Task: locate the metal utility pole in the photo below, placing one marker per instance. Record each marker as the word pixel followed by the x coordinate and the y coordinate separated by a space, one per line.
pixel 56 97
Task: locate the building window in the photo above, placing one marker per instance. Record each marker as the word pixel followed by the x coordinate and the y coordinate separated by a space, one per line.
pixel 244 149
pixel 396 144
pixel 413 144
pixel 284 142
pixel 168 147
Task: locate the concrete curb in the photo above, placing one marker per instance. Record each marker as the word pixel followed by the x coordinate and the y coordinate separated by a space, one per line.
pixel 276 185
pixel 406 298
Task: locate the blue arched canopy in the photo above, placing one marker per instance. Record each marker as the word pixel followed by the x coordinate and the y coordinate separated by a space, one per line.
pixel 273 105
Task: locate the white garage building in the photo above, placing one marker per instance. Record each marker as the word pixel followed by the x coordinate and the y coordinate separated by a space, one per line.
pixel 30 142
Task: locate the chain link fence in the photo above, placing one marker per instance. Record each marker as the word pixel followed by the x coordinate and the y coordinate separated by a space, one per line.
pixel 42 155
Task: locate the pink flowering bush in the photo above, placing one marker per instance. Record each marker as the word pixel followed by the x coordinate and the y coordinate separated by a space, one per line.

SHORT TASK ->
Please express the lines between the one containing "Task: locate the building" and the one containing "pixel 168 147", inclusive, as a JSON list of strings, one string per line, leaving out any blank lines.

RESULT OF THE TASK ->
[
  "Task: locate the building window in the photo above, placing one marker per instance. Record each marker as the word pixel followed by the x coordinate and the y coordinate separated by a space, one per line.",
  "pixel 244 149",
  "pixel 396 144",
  "pixel 413 144",
  "pixel 284 142",
  "pixel 168 147"
]